:: Work item ::
Here are the records. Print them all exactly.
--- Records provided Enclosed Below ---
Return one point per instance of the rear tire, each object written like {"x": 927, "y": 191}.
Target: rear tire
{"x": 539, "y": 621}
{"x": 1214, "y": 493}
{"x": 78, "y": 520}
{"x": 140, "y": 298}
--- End of Enclosed Records provided ---
:: Response to the exercise ::
Return one point per instance of the rear tire, each object written like {"x": 927, "y": 191}.
Target: rear tire
{"x": 539, "y": 621}
{"x": 1214, "y": 493}
{"x": 78, "y": 520}
{"x": 140, "y": 298}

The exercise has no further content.